Aim of the task: Without the images, print every line of the material below exactly as given.
-- Opening Marker --
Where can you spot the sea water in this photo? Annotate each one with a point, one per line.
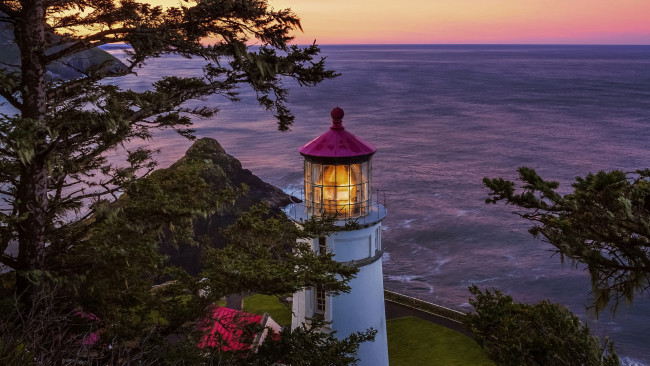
(442, 118)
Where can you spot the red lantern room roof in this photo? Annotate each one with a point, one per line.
(337, 142)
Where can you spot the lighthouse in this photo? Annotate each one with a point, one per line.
(337, 183)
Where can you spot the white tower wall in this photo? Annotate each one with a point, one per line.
(363, 307)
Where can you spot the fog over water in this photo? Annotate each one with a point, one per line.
(442, 118)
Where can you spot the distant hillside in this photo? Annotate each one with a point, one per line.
(71, 67)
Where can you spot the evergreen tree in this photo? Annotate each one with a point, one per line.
(515, 334)
(87, 260)
(604, 223)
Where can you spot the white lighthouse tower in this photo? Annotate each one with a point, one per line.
(338, 177)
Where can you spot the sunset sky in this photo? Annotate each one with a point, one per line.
(471, 21)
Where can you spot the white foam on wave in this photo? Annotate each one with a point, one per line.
(470, 281)
(406, 224)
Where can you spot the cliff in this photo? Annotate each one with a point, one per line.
(226, 172)
(71, 67)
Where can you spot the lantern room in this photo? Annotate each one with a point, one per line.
(337, 172)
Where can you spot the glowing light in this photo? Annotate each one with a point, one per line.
(337, 190)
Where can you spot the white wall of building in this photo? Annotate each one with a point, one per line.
(363, 307)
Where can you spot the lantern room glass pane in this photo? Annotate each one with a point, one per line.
(341, 190)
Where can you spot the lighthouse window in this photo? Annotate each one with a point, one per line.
(322, 245)
(340, 190)
(320, 300)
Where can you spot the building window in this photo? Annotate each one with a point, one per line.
(378, 239)
(322, 245)
(320, 301)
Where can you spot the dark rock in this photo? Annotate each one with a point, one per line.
(71, 67)
(227, 173)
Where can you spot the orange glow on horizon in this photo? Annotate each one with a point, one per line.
(468, 21)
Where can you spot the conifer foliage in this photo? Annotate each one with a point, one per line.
(604, 223)
(70, 247)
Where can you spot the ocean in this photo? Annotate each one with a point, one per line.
(443, 117)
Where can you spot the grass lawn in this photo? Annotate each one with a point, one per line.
(413, 341)
(260, 304)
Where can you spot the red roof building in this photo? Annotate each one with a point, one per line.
(234, 330)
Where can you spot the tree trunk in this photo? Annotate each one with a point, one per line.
(31, 200)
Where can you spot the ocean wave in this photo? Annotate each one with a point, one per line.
(628, 361)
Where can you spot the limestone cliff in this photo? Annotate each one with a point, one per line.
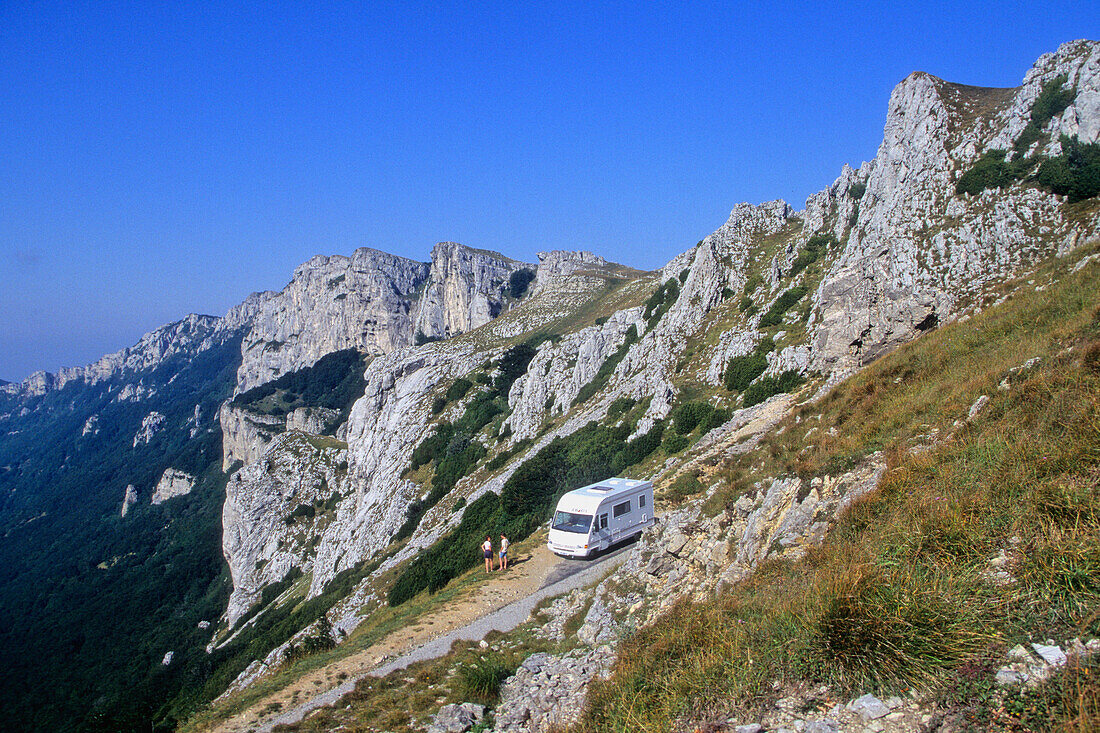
(902, 250)
(332, 303)
(465, 288)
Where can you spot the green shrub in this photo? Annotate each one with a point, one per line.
(741, 370)
(716, 418)
(690, 415)
(1052, 100)
(607, 368)
(1076, 173)
(990, 171)
(301, 511)
(506, 456)
(519, 281)
(782, 304)
(336, 381)
(660, 302)
(458, 390)
(817, 245)
(768, 386)
(592, 453)
(638, 449)
(673, 444)
(620, 406)
(686, 484)
(482, 679)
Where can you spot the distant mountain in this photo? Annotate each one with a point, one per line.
(334, 446)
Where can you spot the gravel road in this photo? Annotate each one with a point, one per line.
(565, 576)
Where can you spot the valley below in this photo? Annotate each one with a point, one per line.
(872, 426)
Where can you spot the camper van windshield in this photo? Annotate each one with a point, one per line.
(570, 522)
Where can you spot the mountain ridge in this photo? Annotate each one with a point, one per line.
(327, 517)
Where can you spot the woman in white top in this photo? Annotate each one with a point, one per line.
(504, 554)
(487, 553)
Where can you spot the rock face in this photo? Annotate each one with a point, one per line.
(275, 511)
(905, 251)
(457, 718)
(129, 499)
(332, 303)
(187, 337)
(245, 435)
(373, 302)
(172, 483)
(547, 692)
(150, 426)
(465, 288)
(917, 247)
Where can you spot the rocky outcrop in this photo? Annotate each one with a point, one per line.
(173, 483)
(90, 426)
(547, 692)
(129, 499)
(917, 247)
(560, 264)
(150, 426)
(275, 512)
(560, 370)
(465, 288)
(457, 718)
(245, 435)
(908, 250)
(183, 338)
(314, 420)
(332, 303)
(386, 424)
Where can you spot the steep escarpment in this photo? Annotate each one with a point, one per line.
(685, 363)
(465, 288)
(380, 411)
(332, 303)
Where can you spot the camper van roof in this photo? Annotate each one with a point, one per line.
(596, 492)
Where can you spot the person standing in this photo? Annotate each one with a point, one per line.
(504, 553)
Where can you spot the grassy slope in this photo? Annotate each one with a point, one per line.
(894, 599)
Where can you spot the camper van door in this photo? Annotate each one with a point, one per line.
(601, 534)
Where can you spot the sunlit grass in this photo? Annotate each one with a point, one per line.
(897, 598)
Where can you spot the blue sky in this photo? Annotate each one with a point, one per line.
(162, 159)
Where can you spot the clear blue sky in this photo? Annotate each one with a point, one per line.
(161, 159)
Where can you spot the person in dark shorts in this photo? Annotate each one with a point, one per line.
(487, 553)
(504, 554)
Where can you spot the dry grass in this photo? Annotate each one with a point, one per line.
(895, 598)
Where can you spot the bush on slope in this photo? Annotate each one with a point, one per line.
(894, 598)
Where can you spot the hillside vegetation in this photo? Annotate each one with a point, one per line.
(897, 598)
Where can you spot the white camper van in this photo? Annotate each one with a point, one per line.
(594, 517)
-- Closing Marker --
Response to this task:
Where can you spot the sea water in this photo? Annotate each one with a point, one per line.
(442, 118)
Where can you spot the red lantern room roof in this photo? Annotate each one with a point, one per line.
(337, 142)
Where can you spot the lighthouse in this photo? Annotate each one with a point, one per line.
(337, 183)
Where can you spot the white tower wall in this photo? Annotate each one with a point, one per line.
(363, 307)
Where can you spot the fog over water in this photo? Annotate each one with a point, one per line.
(442, 118)
Where can you spot the distant hillside in this photo? Annotate each one with a point, one per line.
(71, 67)
Where can you spot the evergreen tree in this photo? Annotate each one with a point, one per line.
(515, 334)
(87, 260)
(604, 223)
Where can you spot the white lighthouse tower in this photo? Annotate each one with a point, one per line.
(338, 177)
Where can you spot the sunset sky in this photo? Annotate each one with a point, one per line.
(471, 21)
Where can you spot the white foam on wave in this photo? Annotate each one with a point, one per line.
(470, 281)
(406, 224)
Where can you spot the cliff in this photo? Annotate each one with a point, one per line.
(226, 172)
(71, 67)
Where can you spot the lantern room in this photo? Annotate each one with a point, one per line.
(337, 172)
Where can you spot the glowing light in this photo? Annotate each one with a point, one per line.
(337, 190)
Where can you spot the white wall of building in this photo? Annotate each one with a point, one per line.
(363, 307)
Where can you spot the lantern room glass pane in this photo? Annotate each one with a point, one per line.
(341, 190)
Where can you spot the lighthouse window in this photo? Annotate each one with a point, one per line.
(322, 245)
(340, 190)
(320, 300)
Where can you spot the building window in this photo? Annotate each one with a point, one per line.
(378, 239)
(322, 245)
(320, 301)
Where can you spot the dark rock in this photo? Annotate each one with a point, one per line.
(71, 67)
(227, 173)
Where can you spot the orange glow on horizon in this photo? Annotate each one with a point, one per line.
(468, 21)
Where can you spot the conifer foliage in this photo? Annotate each one with a point, one per line.
(604, 223)
(70, 247)
Where can you spot the ocean in this photo? Annotate each one with a point, one per line.
(443, 117)
Where can you spot the grass lawn in this photo? Annotate each one with a point, one per line.
(413, 341)
(260, 304)
Where can you spot the red roof building in this photo? Annotate each one with a point, one per line.
(234, 330)
Where can you spot the tree trunk in this photo? Annotate each one with a point, one per line.
(31, 200)
Where can you spot the ocean wave in this photo? Annotate each one with a point, one per line.
(628, 361)
Where can you spot the limestone cliff in this photo? Annotate each one with a point, one per line.
(902, 250)
(332, 303)
(465, 288)
Where can you spot the green shrub in this photo? Annotate each one with a point, one per line.
(741, 370)
(716, 418)
(690, 415)
(1052, 100)
(607, 368)
(1076, 173)
(990, 171)
(301, 511)
(506, 456)
(519, 281)
(782, 304)
(336, 381)
(660, 302)
(458, 390)
(817, 245)
(768, 386)
(592, 453)
(638, 449)
(673, 444)
(620, 406)
(686, 484)
(482, 679)
Where can you spot the distant mountain in this photo? Annotate each one with a point, one per line.
(334, 446)
Where can you spot the gravel road in this photo? Annotate each one with a point, one per line.
(565, 576)
Where can you spot the valley below in this photo? Annotate each one with a point, one per line.
(872, 426)
Where can you spot the camper van windshield in this photo? Annotate each one with a point, one per line.
(570, 522)
Where can you spot the mountain ridge in this photo? Annotate each one with a point, one per line.
(327, 517)
Where can you spot the woman in white top in this photo? Annotate each one with a point, one per line.
(504, 554)
(487, 553)
Where can you spot the rock face in this photo? Annotate each one with a point, one per line.
(275, 511)
(905, 251)
(457, 718)
(129, 499)
(332, 303)
(187, 337)
(245, 435)
(373, 302)
(172, 483)
(547, 692)
(150, 426)
(465, 288)
(917, 247)
Where can you spot the rocky outcrop in this photo? Annotate each one with a point, one per line.
(173, 483)
(90, 426)
(547, 692)
(129, 499)
(917, 247)
(560, 264)
(150, 426)
(275, 512)
(560, 370)
(465, 288)
(457, 718)
(245, 435)
(908, 250)
(183, 338)
(314, 420)
(332, 303)
(386, 424)
Where can you spot the steep escarpment in this photo? Annotate each one with a point, one per line.
(685, 363)
(465, 288)
(380, 411)
(332, 303)
Where can you spot the camper van roof in this photo? Annotate each one with a point, one per line.
(596, 492)
Where can you spot the person standing in this photo? Annotate each one with a point, one per line.
(504, 553)
Where can you spot the grassy slope in this photo? Annotate each one with a point, one per line.
(894, 599)
Where can you spot the camper van door in this photo? Annotate each one with a point, one per line.
(601, 534)
Where can you spot the sunlit grass in this photo? Annotate each one with a point, one per line.
(897, 598)
Where can you spot the blue sky in this photo? Annotate each one with a point, one per line.
(162, 159)
Where can you spot the clear blue sky in this photo? Annotate each one with a point, one per line.
(161, 159)
Where can you spot the person in dark shorts in this photo? Annotate each one with a point, one per line.
(487, 553)
(504, 554)
Where can you spot the dry grass in this photo? Annotate each one with a point, one per line.
(895, 598)
Where can you spot the bush on slope in this photo? Annotate each one with a point, one per line.
(894, 598)
Where can you spot the hillside vegetation in this photo? Annotate each one with a point, one per line.
(897, 598)
Where can you spot the white camper van in this photo? Annotate each one with a point, one per line.
(594, 517)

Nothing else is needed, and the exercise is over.